■ Direction ■
Express every line of the rows below as a JSON list of strings, one string per line, omitting blank lines and leaving out the pictures.

===== Entries

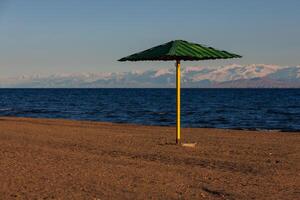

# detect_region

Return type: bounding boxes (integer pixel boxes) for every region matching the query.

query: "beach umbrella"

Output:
[119,40,241,144]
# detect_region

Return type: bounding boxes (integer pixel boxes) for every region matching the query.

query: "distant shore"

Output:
[0,117,300,199]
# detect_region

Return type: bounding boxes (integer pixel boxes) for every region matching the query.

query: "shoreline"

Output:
[0,116,300,134]
[0,117,300,199]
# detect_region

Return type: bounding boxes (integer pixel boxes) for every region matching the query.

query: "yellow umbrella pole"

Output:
[176,60,180,144]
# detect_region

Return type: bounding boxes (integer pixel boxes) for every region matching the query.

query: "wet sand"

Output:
[0,118,300,200]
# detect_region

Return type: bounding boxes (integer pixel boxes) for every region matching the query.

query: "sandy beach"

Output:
[0,118,300,200]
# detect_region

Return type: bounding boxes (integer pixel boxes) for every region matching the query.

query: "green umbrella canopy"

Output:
[119,40,241,61]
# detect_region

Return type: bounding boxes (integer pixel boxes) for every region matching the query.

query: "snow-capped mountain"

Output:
[0,64,300,88]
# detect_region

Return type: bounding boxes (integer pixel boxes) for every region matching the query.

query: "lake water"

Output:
[0,89,300,131]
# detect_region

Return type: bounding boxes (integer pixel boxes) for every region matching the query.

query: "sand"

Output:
[0,118,300,200]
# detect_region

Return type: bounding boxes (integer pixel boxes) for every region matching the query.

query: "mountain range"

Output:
[0,64,300,88]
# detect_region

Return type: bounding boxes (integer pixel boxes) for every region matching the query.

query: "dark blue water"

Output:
[0,89,300,131]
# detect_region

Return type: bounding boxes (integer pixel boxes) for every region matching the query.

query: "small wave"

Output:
[0,108,12,112]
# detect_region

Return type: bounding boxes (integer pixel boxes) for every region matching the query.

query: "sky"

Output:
[0,0,300,77]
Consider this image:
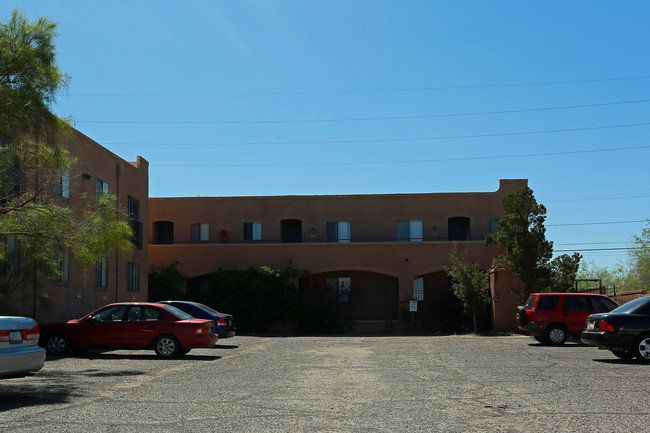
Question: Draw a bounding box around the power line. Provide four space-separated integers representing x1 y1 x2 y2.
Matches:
544 194 650 203
63 75 650 97
104 122 650 149
75 99 650 125
545 220 648 227
150 145 650 167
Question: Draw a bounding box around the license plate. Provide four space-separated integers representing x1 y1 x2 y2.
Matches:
9 331 23 344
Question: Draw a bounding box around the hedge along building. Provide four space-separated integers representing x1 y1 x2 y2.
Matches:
149 180 527 332
0 130 149 323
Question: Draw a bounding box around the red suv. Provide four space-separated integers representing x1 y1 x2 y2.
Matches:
517 293 618 345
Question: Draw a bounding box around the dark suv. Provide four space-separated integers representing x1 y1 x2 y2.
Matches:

==========

■ Complete response ■
[
  "# detect_region",
  "Return type: bounding boxes (integer pixel boxes) for every region matching the query.",
  "query: \"beach umbrella\"",
  "Output:",
  "[119,40,241,144]",
  "# detect_region",
  "Return type: bounding boxes (integer pixel boxes) for every region matching the query.",
  "query: \"distant shore\"",
  "Output:",
  "[0,117,300,199]",
  "# detect_region",
  "Return type: bounding boxes (integer pixel boxes) for every region matching the query.",
  "query: \"shoreline\"",
  "Output:",
  "[0,116,300,134]",
  "[0,117,300,199]",
  "# detect_region",
  "Return type: bounding boxes (integer pixel boxes) for every region matching the query.",
  "query: \"yellow umbrella pole\"",
  "Output:",
  "[176,60,180,144]",
  "# detect_region",
  "Return type: bounding boxes (integer pixel boxes) for every region matching the query.",
  "query: \"wet sand\"",
  "Output:",
  "[0,118,300,200]",
  "# detect_region",
  "Return type: bounding boxes (integer pixel boxes) for every region matching the query.",
  "query: \"sandy beach\"",
  "Output:",
  "[0,118,300,200]",
  "# detect_region",
  "Return type: bounding boxes (integer pixel boxes) for every region matching the query.",
  "query: \"green umbrella canopy\"",
  "Output:",
  "[119,40,241,61]",
  "# detect_region",
  "Return type: bounding boxes (integer pixel boxes) for every region matching the query.",
  "query: \"snow-capped mountain\"",
  "Output:",
  "[0,64,300,88]",
  "# detect_region",
  "Return type: bounding boxes (integer pixel boxes) for every region matching the query.",
  "query: \"lake water\"",
  "Output:",
  "[0,89,300,131]",
  "# detect_region",
  "Return type: bounding boxes (integer pixel boxes) for every region matching the query.",
  "query: \"sand\"",
  "Output:",
  "[0,118,300,200]",
  "# detect_region",
  "Return type: bounding boxes (integer pixel boxes) for every region matching the query.",
  "query: \"mountain range\"",
  "Output:",
  "[0,64,300,88]",
  "# detect_region",
  "Return type: bounding boxes (integer pixel boxes) for every region matching the query.",
  "query: \"dark blue water\"",
  "Output:",
  "[0,89,300,131]",
  "# detect_region",
  "Return type: bounding boxes (integer pixel boxes) for every region matching the query.",
  "query: \"small wave\"",
  "Output:",
  "[0,108,12,112]",
  "# detect_region",
  "Return type: bounding boxes (integer pixel boxes) for every region matching the query.",
  "query: \"sky\"",
  "Output:",
  "[0,0,300,77]",
  "Consider this image:",
  "Question: Draw a bounding box around the power line. Provide four space-separated integers representing x1 y1 x2 y2.",
  "Matches:",
  "544 194 650 203",
  "63 75 650 97",
  "104 122 650 149",
  "75 99 650 125",
  "545 220 648 227",
  "150 145 650 167",
  "Question: Draw a bounding box around the license plate. Provide four space-separated integers representing x1 y1 x2 y2.",
  "Matches:",
  "9 331 23 344",
  "Question: Draw a bounding box around the hedge along building. Provide four space-separated integers representing x1 y1 x2 y2.",
  "Matches:",
  "149 180 527 332",
  "0 130 149 323",
  "Question: Draw a bounding box around the red suv. Provide four space-separated integers representing x1 y1 x2 y2.",
  "Matches:",
  "517 293 618 345",
  "Question: Draw a bounding box around the dark suv. Provide four space-separated integers representing x1 y1 x2 y2.",
  "Matches:"
]